## BEGIN LISTED ENTRIES

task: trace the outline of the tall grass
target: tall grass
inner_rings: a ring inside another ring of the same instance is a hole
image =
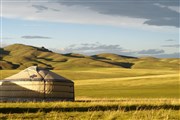
[[[87,99],[81,98],[76,102],[0,103],[0,119],[178,120],[180,117],[178,99]]]

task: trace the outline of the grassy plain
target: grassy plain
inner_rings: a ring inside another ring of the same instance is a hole
[[[19,70],[1,70],[1,79]],[[179,70],[54,70],[75,82],[76,102],[0,103],[0,119],[178,120]]]

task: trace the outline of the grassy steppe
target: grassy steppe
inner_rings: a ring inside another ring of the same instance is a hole
[[[19,70],[1,70],[1,78]],[[54,70],[75,82],[76,97],[180,98],[178,70],[94,68]]]
[[[179,109],[176,99],[0,103],[0,119],[178,120]]]
[[[0,119],[178,120],[179,70],[53,70],[75,82],[76,102],[0,103]],[[1,70],[1,79],[19,70]]]

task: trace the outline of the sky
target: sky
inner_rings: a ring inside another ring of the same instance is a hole
[[[178,0],[0,0],[1,47],[179,57]]]

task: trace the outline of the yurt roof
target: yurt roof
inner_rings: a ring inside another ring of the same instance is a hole
[[[68,80],[54,72],[39,68],[37,66],[28,67],[15,75],[5,78],[5,80],[45,80],[72,82],[71,80]]]

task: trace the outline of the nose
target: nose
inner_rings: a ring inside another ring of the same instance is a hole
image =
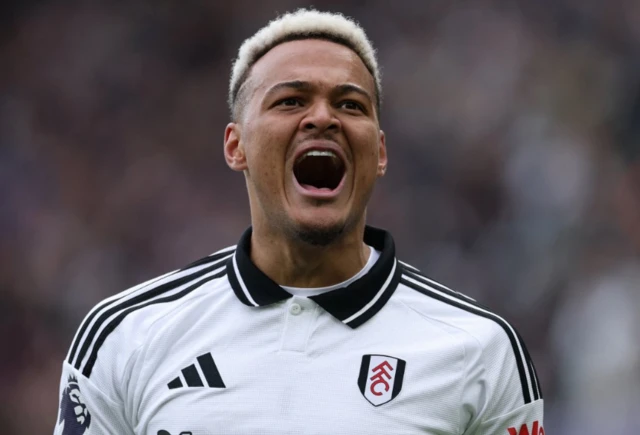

## END LISTED ENTRIES

▶ _SET PROBLEM_: Please switch "hole" to "cavity" in the part that opens with the line containing "task: trace the outline of the nose" and closes with the end of the entries, and give only those lines back with everything else unchanged. Leave the picture out of your answer.

▶ _FULL ANSWER_:
task: trace the outline of the nose
target: nose
inner_rings: a ring inside another ring of the same instance is a cavity
image =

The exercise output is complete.